The last time such leases were appraised was 2003. This year, land values for some of the leases spiked, guaranteeing that rent rates would, at least for some lease holders, go up dramatically.
After several lease holders complained, the Department of Natural Resources and Conservation decided to revisit the way the state sets the leases.
Under the new system, rates will be set differently. In order to establish a new base value that reflects 2009 property values, the board voted to toss out the old system of pegging that to the state's own property reappraisal numbers, the figures that set the value of all real property in Montana for property tax purposes.
Instead, the state will now increase the base by 6.5 percent a year - the historic real estate appreciation index for Montana. That, explained Sexton, "catches up" the base rate of the leases to 2009 values.
Going forward, she said, rates would go up every year using a new formula: the real estate appreciation index averaged with the consumer price index.
Both leaseholders and representatives of Montana's schools spoke against the idea at Monday's meeting.

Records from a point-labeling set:
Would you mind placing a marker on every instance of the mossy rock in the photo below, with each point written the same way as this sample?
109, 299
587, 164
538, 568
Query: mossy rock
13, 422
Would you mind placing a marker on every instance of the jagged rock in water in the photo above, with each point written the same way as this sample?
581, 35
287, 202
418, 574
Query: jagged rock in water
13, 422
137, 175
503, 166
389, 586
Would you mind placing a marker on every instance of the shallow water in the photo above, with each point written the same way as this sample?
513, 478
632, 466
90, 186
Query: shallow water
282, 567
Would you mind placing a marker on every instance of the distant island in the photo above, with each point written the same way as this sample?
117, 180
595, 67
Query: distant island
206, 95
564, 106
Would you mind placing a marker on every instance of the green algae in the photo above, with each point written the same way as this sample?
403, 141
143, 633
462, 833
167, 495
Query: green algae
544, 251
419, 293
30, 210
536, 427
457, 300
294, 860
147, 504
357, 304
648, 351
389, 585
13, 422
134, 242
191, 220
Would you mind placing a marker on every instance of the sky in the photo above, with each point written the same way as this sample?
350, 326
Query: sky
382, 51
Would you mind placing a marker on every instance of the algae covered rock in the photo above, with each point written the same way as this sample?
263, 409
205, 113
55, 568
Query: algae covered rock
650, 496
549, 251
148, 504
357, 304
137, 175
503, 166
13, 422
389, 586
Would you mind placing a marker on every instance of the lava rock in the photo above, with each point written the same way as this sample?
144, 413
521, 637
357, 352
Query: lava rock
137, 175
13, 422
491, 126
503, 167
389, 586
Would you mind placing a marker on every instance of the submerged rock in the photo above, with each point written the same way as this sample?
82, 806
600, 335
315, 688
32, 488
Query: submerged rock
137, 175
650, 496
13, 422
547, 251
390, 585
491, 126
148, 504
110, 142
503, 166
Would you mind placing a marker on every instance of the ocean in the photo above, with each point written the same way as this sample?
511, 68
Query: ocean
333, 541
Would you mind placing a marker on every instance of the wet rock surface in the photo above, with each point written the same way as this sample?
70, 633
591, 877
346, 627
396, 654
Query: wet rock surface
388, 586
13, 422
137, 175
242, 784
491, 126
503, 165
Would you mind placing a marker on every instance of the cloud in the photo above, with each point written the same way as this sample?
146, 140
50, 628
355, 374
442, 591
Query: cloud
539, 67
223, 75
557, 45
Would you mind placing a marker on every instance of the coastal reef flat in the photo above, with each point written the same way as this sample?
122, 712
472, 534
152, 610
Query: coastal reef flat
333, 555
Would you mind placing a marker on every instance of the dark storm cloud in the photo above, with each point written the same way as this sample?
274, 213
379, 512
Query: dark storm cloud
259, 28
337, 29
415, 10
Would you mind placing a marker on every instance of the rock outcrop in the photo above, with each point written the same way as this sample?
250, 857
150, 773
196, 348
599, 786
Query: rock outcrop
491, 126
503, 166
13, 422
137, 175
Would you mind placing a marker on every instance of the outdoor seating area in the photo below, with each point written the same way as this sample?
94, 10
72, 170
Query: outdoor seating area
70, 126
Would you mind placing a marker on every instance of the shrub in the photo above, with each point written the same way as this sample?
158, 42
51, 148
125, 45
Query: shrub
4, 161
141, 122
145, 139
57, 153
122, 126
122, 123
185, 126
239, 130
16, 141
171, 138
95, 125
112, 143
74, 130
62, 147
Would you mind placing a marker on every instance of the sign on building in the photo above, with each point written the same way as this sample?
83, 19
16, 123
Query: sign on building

(Exercise 1): Please condense the paragraph of the lease-rate text that begins "Under the new system" into a shorter version that keeps its main facts.
(Exercise 2): Reproduce the lease-rate text between "The last time" and "to 2009 values.", inclusive.
This data has no connection to the text about Montana lease rates.

(Task solution 1): Under the new system, lease rates will be set another way. To create a base value that reflects 2009 property values, the board voted to stop tying that base to the state's property reappraisal numbers, the figures used to value all real property in Montana for property tax purposes.

(Task solution 2):
The last time such leases were appraised was 2003. This year, land values for some of the leases spiked, guaranteeing that rent rates would, at least for some lease holders, go up dramatically.
After several lease holders complained, the Department of Natural Resources and Conservation decided to revisit the way the state sets the leases.
Under the new system, rates will be set differently. In order to establish a new base value that reflects 2009 property values, the board voted to toss out the old system of pegging that to the state's own property reappraisal numbers, the figures that set the value of all real property in Montana for property tax purposes.
Instead, the state will now increase the base by 6.5 percent a year - the historic real estate appreciation index for Montana. That, explained Sexton, "catches up" the base rate of the leases to 2009 values.